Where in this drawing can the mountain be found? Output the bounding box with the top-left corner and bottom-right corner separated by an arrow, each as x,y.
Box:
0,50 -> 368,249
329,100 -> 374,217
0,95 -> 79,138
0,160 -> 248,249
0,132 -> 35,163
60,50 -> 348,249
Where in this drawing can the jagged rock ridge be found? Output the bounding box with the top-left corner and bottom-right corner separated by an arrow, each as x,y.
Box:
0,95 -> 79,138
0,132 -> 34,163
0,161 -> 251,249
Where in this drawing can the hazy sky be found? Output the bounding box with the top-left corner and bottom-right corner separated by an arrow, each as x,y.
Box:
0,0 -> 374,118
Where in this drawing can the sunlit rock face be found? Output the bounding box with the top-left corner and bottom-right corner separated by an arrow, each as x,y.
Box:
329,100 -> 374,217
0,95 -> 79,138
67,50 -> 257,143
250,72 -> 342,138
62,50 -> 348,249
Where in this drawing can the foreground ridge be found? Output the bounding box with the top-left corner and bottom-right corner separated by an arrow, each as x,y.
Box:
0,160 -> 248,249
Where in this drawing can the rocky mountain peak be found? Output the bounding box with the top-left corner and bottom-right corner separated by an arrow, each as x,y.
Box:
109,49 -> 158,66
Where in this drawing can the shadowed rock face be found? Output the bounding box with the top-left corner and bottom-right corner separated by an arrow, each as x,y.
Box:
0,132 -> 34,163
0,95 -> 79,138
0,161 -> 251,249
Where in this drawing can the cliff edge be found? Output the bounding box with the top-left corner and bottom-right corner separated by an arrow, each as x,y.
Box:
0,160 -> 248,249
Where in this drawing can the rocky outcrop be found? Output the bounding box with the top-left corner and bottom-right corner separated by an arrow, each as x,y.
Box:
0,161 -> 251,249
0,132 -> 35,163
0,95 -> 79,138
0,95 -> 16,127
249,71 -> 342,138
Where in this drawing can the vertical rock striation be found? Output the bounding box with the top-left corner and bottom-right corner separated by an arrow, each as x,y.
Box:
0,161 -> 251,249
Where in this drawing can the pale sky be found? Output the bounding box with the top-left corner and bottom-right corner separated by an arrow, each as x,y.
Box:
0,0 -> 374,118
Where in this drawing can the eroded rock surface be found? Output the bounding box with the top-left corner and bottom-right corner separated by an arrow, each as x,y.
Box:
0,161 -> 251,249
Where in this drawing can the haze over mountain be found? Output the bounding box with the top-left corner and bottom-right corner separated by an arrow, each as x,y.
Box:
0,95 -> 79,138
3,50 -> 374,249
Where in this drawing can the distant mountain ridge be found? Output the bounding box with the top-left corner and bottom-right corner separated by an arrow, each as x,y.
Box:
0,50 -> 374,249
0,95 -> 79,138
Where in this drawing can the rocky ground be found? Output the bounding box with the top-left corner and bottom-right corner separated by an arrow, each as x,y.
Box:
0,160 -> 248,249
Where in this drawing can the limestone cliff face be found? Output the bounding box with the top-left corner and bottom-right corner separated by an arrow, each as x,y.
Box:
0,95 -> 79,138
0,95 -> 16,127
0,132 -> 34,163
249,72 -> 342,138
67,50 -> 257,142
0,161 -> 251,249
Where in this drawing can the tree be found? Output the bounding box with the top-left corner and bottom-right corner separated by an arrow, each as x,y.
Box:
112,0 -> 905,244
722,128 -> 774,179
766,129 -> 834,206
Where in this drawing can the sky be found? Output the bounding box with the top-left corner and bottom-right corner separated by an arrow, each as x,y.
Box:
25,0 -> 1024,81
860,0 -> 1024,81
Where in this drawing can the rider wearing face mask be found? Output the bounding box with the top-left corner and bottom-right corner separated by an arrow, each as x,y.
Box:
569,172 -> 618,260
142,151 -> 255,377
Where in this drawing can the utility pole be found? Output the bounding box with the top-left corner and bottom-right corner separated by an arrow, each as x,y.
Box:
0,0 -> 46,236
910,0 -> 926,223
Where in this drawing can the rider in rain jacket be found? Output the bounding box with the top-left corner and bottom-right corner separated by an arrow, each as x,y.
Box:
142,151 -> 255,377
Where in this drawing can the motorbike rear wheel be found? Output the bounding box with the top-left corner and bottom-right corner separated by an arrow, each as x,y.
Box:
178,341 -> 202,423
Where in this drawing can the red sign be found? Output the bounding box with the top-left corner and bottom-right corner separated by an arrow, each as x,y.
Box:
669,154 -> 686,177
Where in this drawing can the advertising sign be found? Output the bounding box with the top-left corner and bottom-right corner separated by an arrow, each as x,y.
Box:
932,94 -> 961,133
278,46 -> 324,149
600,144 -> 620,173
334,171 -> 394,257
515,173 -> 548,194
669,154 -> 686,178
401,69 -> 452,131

***

#### [Problem to work on]
Present every line of the material above as a numbered list, omitting any blank lines.

#### [Exercise answer]
1. Where in this drawing can the mountain be found? Output the bounding box with the top-left corner and bottom-right corner separated by an arrow, each as x,y.
2. Box:
3. 0,50 -> 368,249
4. 329,100 -> 374,217
5. 0,95 -> 79,138
6. 0,160 -> 248,249
7. 0,132 -> 35,163
8. 60,50 -> 348,249
9. Where in this drawing can the jagged rock ridge be found? Output the bounding box with the top-left corner and bottom-right corner separated by an arrow, each as x,y.
10. Box:
11. 0,95 -> 79,138
12. 0,132 -> 34,163
13. 0,161 -> 251,249
14. Where in this drawing can the hazy sky be found? Output the bounding box with the top-left corner and bottom-right corner separated by an arrow, each as x,y.
15. Box:
16. 0,0 -> 374,118
17. Where in this drawing can the sunlit rock face be found? Output the bounding box with the top-left corner and bottom-right corner separated by an arrow, each as x,y.
18. Box:
19. 329,100 -> 374,217
20. 0,95 -> 79,138
21. 67,50 -> 257,143
22. 250,72 -> 342,138
23. 62,50 -> 348,249
24. Where in this drawing can the foreground ridge be found? Output the bounding box with the top-left corner and bottom-right corner separated by an arrow, each as x,y.
25. Box:
26. 0,160 -> 248,249
27. Where in this drawing can the rocky mountain peak be found? Output the bounding box with the top-left corner and bottom-right corner separated by an arrow, each as x,y.
28. Box:
29. 109,49 -> 158,66
30. Where in this drawing can the shadowed rock face be found? Output the bounding box with the top-left corner and bottom-right corner separated by an arrow, each as x,y.
31. Box:
32. 0,132 -> 34,163
33. 0,95 -> 79,138
34. 0,161 -> 251,249
35. Where in this drawing can the cliff edge be found? Output the bounding box with the top-left corner and bottom-right corner separated by an arrow, each as x,y.
36. Box:
37. 0,160 -> 248,249
38. Where in this drawing can the rocky outcrop be found? Output the bounding box with the top-left corner and bottom-right corner separated by an arrow, each as x,y.
39. Box:
40. 0,161 -> 251,249
41. 0,132 -> 35,163
42. 0,95 -> 79,138
43. 0,95 -> 16,127
44. 249,71 -> 342,138
45. Where in this drawing can the vertical rock striation be found? Output the bounding box with the top-left corner and bottom-right corner separated by an arrow, each as x,y.
46. Box:
47. 0,161 -> 251,249
48. Where in this drawing can the pale sky be found? Output the bounding box with the top-left corner and bottom-right corner separated by an arrow, each as x,y.
49. Box:
50. 0,0 -> 374,118
51. Where in this drawing can the eroded rock surface be found? Output the bounding box with the top-left corner and bottom-right corner separated by an arrow, each as x,y.
52. Box:
53. 0,161 -> 251,249
54. Where in this drawing can the haze over mountain be found? Output the bounding box with the top-left corner and bottom-right corner separated by an arrow, each as x,y.
55. Box:
56. 0,95 -> 79,138
57. 3,50 -> 374,249
58. Where in this drawing can the distant mountain ridge be found? Output the bounding box with the top-left corner and bottom-right corner separated by an arrow, each as x,y.
59. Box:
60. 0,50 -> 374,249
61. 0,95 -> 79,138
62. Where in this drawing can the rocky ground be found? Output the bounding box with the top-left corner and bottom-right corner separated by an arrow, each as x,y.
63. Box:
64. 0,160 -> 248,249
65. Where in this drawing can the limestone cliff face be found? Output the bounding box with the top-left corner and bottom-right corner separated by an arrow, each as x,y.
66. Box:
67. 0,95 -> 79,138
68. 0,95 -> 16,127
69. 0,132 -> 34,163
70. 249,72 -> 342,138
71. 67,50 -> 257,142
72. 0,161 -> 251,249
73. Where in this drawing can the tree be found? Output the bounding box with the top-left corner and bottom-right corner separated by an arrow, each as x,y.
74. Box:
75. 112,0 -> 905,244
76. 722,128 -> 774,179
77. 766,129 -> 834,206
78. Where in this drawing can the sky be found? Output the bounding box with the top-left corner and bottom-right corner separated by an arrow, each as x,y.
79. Box:
80. 25,0 -> 1024,81
81. 860,0 -> 1024,81
82. Where in this drawing can the rider wearing face mask be found? Output the bounding box with the top-left corner and bottom-right corner separated by an arrow, each as x,y.
83. Box:
84. 569,172 -> 618,260
85. 142,151 -> 255,377
86. Where in this drawing can the utility pole be found? Output the bounding box with the top-left corner and bottom-right corner separated by an arrow, each as x,y.
87. Box:
88. 0,0 -> 46,236
89. 910,0 -> 926,223
90. Where in this drawing can the rider in rain jacket be found? Output the bounding box with the top-left corner and bottom-right corner separated by an arrow, each as x,y.
91. Box:
92. 142,151 -> 255,377
93. Where in this drawing can the motorbike rear wheel be found? Output the bounding box with the top-left corner and bottom-right corner separated by an arrow, each as x,y.
94. Box:
95. 178,341 -> 202,423
96. Where in this drawing can the red sign be found? Output the bounding box with the top-left corner and bottom-right corner separated by an arrow, each as x,y.
97. Box:
98. 669,154 -> 686,177
99. Where in this drawing can the advertising sign be found? Output the bounding box with the top-left corner and bottom-right corner separated by an arrow, each as x,y.
100. Box:
101. 932,94 -> 961,133
102. 278,46 -> 324,149
103. 600,144 -> 620,173
104. 334,171 -> 394,257
105. 515,173 -> 548,194
106. 669,154 -> 686,178
107. 401,69 -> 452,131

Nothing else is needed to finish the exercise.